▶ About this task
In the records below, find each line with the word "given" and copy it.

▼▼▼

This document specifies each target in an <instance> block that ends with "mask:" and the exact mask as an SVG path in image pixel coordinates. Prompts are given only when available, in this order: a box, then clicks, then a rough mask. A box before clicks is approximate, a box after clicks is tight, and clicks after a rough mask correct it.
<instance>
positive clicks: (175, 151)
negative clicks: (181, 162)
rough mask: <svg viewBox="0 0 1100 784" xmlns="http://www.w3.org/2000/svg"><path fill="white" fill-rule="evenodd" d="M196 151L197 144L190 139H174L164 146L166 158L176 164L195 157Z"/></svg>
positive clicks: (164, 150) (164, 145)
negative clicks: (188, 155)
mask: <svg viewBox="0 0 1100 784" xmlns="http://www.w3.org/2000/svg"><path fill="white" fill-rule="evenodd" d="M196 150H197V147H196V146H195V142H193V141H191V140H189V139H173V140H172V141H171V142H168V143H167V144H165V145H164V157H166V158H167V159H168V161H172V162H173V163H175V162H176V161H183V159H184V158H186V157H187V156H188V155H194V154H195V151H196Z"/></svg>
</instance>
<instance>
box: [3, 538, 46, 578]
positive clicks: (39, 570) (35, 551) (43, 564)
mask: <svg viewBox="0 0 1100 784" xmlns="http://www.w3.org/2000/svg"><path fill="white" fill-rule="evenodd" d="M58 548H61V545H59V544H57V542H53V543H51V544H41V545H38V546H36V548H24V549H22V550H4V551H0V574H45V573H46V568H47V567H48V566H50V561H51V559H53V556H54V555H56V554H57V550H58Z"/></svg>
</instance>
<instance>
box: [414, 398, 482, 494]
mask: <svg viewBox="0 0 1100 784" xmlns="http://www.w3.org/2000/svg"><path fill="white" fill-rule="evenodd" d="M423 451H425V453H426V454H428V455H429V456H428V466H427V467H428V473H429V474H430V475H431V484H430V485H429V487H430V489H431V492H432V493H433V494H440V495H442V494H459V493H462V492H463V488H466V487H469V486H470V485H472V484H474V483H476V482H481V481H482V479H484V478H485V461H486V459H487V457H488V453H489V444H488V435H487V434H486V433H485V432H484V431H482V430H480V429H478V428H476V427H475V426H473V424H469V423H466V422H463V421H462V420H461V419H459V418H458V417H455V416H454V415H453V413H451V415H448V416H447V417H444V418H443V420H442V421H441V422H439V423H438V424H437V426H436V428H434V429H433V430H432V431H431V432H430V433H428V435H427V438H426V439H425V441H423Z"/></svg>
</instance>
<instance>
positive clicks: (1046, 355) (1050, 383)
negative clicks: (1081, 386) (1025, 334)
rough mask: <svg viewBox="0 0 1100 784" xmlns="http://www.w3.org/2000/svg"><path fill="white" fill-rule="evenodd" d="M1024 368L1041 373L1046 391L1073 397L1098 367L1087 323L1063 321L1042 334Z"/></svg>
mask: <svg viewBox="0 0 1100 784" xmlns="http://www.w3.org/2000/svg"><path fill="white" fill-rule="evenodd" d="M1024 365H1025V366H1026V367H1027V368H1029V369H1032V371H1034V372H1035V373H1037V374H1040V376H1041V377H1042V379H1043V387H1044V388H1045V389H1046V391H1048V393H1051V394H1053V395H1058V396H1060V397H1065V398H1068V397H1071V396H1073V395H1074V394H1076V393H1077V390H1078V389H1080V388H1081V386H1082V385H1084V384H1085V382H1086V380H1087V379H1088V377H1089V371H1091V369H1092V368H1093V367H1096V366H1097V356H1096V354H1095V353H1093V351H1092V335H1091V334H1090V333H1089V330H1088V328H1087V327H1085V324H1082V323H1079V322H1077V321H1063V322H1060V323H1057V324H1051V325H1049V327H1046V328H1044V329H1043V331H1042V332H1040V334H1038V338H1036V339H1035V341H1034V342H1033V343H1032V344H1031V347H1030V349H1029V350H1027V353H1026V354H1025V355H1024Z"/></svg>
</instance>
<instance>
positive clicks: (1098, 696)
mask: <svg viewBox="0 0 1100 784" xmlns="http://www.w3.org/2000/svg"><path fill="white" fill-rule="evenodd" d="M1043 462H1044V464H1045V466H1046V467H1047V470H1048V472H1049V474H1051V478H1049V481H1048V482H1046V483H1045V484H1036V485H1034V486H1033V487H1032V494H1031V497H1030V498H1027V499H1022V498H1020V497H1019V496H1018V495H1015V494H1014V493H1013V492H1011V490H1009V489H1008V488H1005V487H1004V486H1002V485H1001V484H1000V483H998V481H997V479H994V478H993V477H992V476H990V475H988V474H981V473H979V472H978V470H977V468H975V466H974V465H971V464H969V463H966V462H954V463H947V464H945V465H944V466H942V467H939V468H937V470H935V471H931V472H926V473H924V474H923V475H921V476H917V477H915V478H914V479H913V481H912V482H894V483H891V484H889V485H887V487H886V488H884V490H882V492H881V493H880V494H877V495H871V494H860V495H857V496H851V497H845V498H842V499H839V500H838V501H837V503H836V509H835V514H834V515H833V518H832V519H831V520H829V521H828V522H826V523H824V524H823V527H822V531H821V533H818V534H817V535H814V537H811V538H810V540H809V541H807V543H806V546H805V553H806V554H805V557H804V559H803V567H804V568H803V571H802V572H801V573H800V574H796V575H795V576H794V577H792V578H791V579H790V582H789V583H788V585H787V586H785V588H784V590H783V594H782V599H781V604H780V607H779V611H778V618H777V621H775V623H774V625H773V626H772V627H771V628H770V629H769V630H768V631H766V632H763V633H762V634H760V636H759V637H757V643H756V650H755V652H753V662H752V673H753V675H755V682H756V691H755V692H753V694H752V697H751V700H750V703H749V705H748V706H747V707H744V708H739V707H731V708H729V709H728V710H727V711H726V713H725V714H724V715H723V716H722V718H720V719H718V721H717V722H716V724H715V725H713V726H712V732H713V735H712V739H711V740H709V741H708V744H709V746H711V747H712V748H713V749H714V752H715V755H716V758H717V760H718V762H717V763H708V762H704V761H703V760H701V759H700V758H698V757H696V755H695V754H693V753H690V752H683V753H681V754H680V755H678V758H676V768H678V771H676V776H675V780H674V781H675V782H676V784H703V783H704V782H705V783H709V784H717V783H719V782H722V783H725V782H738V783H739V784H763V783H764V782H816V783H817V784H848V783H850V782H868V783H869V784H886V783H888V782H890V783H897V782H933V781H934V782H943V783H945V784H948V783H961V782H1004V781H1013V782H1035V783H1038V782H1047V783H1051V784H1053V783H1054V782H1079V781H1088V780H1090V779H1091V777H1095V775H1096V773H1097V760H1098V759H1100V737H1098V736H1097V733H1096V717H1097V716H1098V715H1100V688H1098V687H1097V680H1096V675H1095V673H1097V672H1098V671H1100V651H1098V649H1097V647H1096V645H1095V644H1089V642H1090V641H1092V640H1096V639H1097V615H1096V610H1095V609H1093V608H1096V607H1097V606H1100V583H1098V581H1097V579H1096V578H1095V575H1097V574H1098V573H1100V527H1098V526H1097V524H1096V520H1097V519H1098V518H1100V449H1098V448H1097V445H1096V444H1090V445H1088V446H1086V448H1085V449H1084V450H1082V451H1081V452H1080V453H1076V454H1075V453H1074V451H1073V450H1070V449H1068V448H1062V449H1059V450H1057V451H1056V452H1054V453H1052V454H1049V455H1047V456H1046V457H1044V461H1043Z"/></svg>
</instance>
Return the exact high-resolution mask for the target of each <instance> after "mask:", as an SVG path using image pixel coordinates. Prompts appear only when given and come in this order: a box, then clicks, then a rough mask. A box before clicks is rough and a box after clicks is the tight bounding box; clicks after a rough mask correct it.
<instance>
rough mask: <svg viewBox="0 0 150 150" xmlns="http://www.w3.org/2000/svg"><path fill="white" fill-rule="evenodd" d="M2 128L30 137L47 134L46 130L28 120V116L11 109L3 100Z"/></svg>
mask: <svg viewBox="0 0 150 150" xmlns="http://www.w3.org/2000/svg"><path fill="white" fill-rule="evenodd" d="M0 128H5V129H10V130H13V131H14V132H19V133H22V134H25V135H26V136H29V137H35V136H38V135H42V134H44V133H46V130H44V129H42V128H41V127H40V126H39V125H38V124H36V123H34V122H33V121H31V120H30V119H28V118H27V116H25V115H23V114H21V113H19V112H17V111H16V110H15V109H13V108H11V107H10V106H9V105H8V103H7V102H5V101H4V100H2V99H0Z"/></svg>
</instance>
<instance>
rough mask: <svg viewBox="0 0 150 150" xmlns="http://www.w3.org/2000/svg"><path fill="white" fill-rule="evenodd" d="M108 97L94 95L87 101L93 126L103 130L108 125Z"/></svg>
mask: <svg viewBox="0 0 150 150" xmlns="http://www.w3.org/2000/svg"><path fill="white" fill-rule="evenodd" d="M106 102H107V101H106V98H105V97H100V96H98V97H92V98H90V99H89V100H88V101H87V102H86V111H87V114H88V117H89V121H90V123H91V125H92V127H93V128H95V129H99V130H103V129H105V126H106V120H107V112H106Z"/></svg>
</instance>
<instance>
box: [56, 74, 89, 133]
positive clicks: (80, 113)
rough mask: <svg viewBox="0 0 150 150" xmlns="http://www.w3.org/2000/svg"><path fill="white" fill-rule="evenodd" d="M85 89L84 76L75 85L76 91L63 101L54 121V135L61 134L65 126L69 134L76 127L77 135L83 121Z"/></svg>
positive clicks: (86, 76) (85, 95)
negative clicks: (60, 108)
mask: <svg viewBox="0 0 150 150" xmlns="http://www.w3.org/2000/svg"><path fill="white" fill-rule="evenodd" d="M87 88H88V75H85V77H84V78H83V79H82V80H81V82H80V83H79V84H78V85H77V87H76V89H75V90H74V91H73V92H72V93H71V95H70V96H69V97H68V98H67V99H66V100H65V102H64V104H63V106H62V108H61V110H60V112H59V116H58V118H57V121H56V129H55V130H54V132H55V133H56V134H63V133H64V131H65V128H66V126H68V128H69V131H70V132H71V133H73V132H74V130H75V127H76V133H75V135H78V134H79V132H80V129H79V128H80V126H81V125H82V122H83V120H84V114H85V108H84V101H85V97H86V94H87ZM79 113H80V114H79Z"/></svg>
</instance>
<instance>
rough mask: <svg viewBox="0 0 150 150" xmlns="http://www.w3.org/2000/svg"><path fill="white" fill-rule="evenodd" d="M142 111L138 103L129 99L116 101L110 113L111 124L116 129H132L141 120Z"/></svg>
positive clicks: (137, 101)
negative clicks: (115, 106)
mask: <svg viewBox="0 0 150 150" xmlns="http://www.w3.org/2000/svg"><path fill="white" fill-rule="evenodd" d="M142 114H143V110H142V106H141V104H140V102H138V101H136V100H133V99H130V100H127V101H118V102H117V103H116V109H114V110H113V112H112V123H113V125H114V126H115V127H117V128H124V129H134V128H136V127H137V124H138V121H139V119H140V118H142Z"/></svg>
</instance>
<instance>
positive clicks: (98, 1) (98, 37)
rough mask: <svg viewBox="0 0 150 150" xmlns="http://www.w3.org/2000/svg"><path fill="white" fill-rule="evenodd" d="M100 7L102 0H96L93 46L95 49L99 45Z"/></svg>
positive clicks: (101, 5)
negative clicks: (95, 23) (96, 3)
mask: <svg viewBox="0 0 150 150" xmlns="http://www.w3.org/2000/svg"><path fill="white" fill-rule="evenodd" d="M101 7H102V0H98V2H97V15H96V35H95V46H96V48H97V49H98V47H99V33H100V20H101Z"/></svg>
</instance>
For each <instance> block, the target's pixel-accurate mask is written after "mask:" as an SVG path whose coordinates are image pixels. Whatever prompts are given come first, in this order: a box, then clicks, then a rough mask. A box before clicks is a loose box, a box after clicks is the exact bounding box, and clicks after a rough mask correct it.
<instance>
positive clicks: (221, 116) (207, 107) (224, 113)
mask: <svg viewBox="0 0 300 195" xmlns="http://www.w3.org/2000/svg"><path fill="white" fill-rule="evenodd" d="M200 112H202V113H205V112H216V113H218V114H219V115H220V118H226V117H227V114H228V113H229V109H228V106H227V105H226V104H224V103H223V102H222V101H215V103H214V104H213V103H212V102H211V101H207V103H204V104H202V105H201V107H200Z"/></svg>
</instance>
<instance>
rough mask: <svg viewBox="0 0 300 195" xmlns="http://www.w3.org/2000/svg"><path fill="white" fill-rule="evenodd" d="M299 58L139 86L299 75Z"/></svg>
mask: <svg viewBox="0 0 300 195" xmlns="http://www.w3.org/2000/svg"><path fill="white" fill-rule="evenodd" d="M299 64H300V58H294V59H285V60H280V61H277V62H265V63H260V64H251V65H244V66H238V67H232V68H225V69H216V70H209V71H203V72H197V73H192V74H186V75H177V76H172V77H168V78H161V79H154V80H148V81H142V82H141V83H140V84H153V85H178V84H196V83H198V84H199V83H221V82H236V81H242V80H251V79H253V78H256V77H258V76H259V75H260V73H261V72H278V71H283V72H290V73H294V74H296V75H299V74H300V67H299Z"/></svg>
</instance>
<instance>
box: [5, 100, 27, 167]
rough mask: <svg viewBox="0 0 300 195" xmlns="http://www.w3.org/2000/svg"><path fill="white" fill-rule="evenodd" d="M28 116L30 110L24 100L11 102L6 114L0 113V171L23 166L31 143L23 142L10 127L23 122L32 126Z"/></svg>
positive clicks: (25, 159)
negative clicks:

▲▲▲

▶ Written reply
This document specifies each target in an <instance> block that ends with "mask:" and the exact mask as an SVG path in image pixel coordinates. Prompts are given only when available, in this order: a box, then clicks, then a rough mask. A box before clicks is approximate, a box after clicks is tight, and clicks after a rough mask correct it.
Return the exact high-resolution mask for the target of each <instance> after "mask:", as an SVG path using image pixel coordinates. Prompts appear only when given and come in this order: a box, then clicks, then a rough mask. A box before clicks is rough and a box after clicks is the tight bounding box; clicks after a rough mask correct it.
For each <instance> block, the target's pixel-accurate mask is written after "mask:" as an SVG path whose coordinates are image pixels. Whatever prompts are given come first, in this order: a box, then clicks, then a rough mask. A box before clicks is a loose box, a box after clicks is the exact bounding box, and clicks after a rough mask correct it.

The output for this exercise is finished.